§ **WHAT TO DO**: Each entry should be written out again exactly, so that nothing is lost.

Dataset excerpts:
┌──

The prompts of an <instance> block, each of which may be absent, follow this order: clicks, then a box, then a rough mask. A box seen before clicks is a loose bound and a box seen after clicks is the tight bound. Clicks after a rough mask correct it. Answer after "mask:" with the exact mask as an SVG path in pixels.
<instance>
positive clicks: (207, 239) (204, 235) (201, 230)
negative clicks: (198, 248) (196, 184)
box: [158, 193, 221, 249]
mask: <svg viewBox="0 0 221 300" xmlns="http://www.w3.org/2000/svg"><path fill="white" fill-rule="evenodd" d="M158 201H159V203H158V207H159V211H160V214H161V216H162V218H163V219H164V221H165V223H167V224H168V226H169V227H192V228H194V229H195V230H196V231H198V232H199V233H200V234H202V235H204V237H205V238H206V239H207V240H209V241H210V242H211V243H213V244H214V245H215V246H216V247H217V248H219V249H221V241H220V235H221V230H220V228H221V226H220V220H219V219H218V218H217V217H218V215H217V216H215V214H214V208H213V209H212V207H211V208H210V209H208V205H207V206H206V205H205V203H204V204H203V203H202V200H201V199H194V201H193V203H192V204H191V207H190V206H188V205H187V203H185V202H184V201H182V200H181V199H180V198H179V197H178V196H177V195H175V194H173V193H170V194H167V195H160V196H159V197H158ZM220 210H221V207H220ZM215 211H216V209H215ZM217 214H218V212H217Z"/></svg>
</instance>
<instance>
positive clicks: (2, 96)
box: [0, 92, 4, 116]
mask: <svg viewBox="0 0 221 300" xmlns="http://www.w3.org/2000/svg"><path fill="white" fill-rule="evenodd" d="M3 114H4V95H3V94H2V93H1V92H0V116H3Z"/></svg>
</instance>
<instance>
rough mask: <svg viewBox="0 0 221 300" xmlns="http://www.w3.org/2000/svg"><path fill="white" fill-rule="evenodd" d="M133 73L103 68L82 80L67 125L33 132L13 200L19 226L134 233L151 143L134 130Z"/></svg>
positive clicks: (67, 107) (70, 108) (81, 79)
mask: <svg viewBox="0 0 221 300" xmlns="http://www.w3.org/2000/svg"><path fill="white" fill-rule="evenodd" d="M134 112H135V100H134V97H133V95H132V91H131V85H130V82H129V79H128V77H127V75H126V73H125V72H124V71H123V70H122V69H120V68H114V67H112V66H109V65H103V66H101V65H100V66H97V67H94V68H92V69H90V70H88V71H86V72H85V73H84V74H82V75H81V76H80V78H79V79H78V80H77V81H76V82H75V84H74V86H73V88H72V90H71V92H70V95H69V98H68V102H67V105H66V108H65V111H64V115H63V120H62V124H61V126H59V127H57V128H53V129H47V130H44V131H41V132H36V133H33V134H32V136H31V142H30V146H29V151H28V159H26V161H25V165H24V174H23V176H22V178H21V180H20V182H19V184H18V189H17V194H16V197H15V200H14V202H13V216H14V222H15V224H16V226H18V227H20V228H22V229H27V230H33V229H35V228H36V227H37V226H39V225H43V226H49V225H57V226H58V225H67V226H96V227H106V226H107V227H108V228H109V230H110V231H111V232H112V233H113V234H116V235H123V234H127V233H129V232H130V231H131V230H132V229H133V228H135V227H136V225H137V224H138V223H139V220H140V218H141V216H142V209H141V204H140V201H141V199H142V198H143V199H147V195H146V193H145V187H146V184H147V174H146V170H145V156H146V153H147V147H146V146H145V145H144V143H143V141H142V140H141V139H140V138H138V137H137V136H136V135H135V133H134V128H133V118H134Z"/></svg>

└──

§ **ANSWER FOR THE TASK**:
The prompts of an <instance> block, each of which may be absent, follow this order: clicks, then a box, then a rough mask. A box seen before clicks is a loose bound and a box seen after clicks is the tight bound. Clicks after a rough mask correct it. Answer after "mask:" with the exact mask as an SVG path in pixels.
<instance>
positive clicks: (207, 239) (204, 235) (201, 230)
negative clicks: (198, 248) (196, 184)
box: [158, 193, 221, 249]
mask: <svg viewBox="0 0 221 300" xmlns="http://www.w3.org/2000/svg"><path fill="white" fill-rule="evenodd" d="M158 201H159V203H158V207H159V211H160V214H161V216H162V218H163V219H164V221H165V223H167V224H168V226H169V227H192V228H194V229H195V230H196V231H198V232H199V233H200V234H202V235H204V237H205V238H206V239H207V240H209V241H210V242H211V243H213V244H214V245H215V246H216V247H217V248H219V249H221V241H220V235H221V230H220V228H221V226H220V220H219V219H218V218H217V217H218V215H217V216H215V214H214V208H213V209H212V207H211V208H210V209H208V205H207V206H206V205H205V203H204V204H203V203H202V200H201V199H194V201H193V203H192V204H191V207H190V206H188V205H187V203H185V202H184V201H182V200H181V199H180V198H179V197H178V196H177V195H175V194H173V193H170V194H167V195H160V196H159V197H158ZM220 210H221V207H220ZM215 211H216V209H215ZM217 214H218V212H217Z"/></svg>
</instance>
<instance>
positive clicks: (2, 96)
box: [0, 92, 4, 116]
mask: <svg viewBox="0 0 221 300" xmlns="http://www.w3.org/2000/svg"><path fill="white" fill-rule="evenodd" d="M3 114H4V95H3V94H2V93H1V92H0V116H3Z"/></svg>
</instance>
<instance>
rough mask: <svg viewBox="0 0 221 300" xmlns="http://www.w3.org/2000/svg"><path fill="white" fill-rule="evenodd" d="M133 73L103 68L82 80L67 125L33 132L13 200L19 226L134 233L151 143L134 130Z"/></svg>
positive clicks: (67, 107) (70, 108) (81, 79)
mask: <svg viewBox="0 0 221 300" xmlns="http://www.w3.org/2000/svg"><path fill="white" fill-rule="evenodd" d="M134 112H135V100H134V97H133V95H132V91H131V85H130V82H129V79H128V77H127V75H126V73H125V72H124V71H123V70H122V69H120V68H114V67H112V66H109V65H103V66H101V65H100V66H97V67H94V68H92V69H90V70H88V71H86V72H85V73H84V74H82V75H81V76H80V78H79V79H78V80H77V81H76V82H75V84H74V86H73V88H72V90H71V92H70V95H69V98H68V102H67V105H66V108H65V111H64V115H63V120H62V124H61V126H59V127H57V128H53V129H47V130H44V131H41V132H36V133H33V134H32V136H31V142H30V146H29V151H28V159H26V161H25V165H24V174H23V176H22V178H21V180H20V182H19V184H18V189H17V194H16V197H15V200H14V202H13V216H14V222H15V224H16V226H18V227H20V228H22V229H27V230H33V229H35V228H36V227H37V226H39V225H43V226H49V225H57V226H58V225H67V226H96V227H106V226H107V227H108V228H109V230H110V231H111V232H112V233H113V234H116V235H123V234H127V233H129V232H130V231H131V230H132V229H133V228H135V227H136V225H137V224H138V223H139V220H140V218H141V216H142V209H141V204H140V201H141V199H142V198H143V199H147V195H146V193H145V187H146V184H147V174H146V170H145V156H146V153H147V147H146V146H145V145H144V143H143V141H142V140H141V139H140V138H138V137H137V136H136V135H135V133H134V128H133V118H134Z"/></svg>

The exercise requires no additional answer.